* SOURCE EXCERPT *

************

Note: Often ordinal variables are re-coded to be quantitative.
Measures of Central Tendency and Variability
Numerical descriptive measures include:
- Measures of central tendency: Describe the center of the distribution
- Measures of variability: Describe how the measurements vary about the center of the distribution
Measures of central tendency
The mean is the sum of measurements divided by the total number of measurements.
If the data are arranged in increasing order, the median is:
- The middle value if n is an odd number, or
- The midway between the two middle values if n is an even number
The mode is the most commonly occurring value (value with the highest frequency).
Example: Calculating measures of central tendency
The systolic blood pressure of seven middle aged men were as follows:
151, 124, 132, 170, 146, 124 and 113
Mean: \(\bar{x} = \frac{151 + 124 + 132 + 170 + 146 + 124 + 113}{7} = 137.14\)

************

* COLLECTED MATERIAL *
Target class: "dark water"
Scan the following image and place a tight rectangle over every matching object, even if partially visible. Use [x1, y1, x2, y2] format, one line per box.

************

* STATED PROBLEM *
Please write what comes next in the excerpt on measures of central tendency and variability, starting after its final line.

* RESULT BELOW *
Median: 113, 124, 124, 132, 146, 151, 170
Mode:
| 113 | 124 | 132 | 146 | 151 | 170 |
|---|---|---|---|---|---|
| 1 | 2 | 1 | 1 | 1 | 1 |
Measures of variability
Main measures of variability include:
- Range
- Variance
- Standard deviation
- Interquartile range (IQR)
The sample range is the difference between the largest and smallest observations in the sample.
Using blood pressure:
- Min: 113 mmHg
- Max: 170 mmHg
Range = Max - Min = \(170 - 113 = 57 mmHg\)
This is useful for the “best” and “worst” case scenarios.
The sample variance, s², is the arithmetic mean of the squared deviations from the sample mean:
\[s^2 = \frac{\sum_{i=1}^{n}(x_i - \bar{x})^2}{n-1}\]
The sample standard deviation, s, is the square-root of the variance.
Example: Calculating measures of variability
Using the blood pressure data (151, 124, 132, 170, 146, 124, 113):
Range: \(\text{Max} - \text{Min} = 170 - 113 = 57\)
Mean: \(\bar{x} = 137.14\)
Variance: \(s^2 = \frac{(151-137.14)^2 + (124-137.14)^2 + \cdots}{7-1} \approx 384.14\)
Standard deviation: \(s = \sqrt{384.14} \approx 19.60\)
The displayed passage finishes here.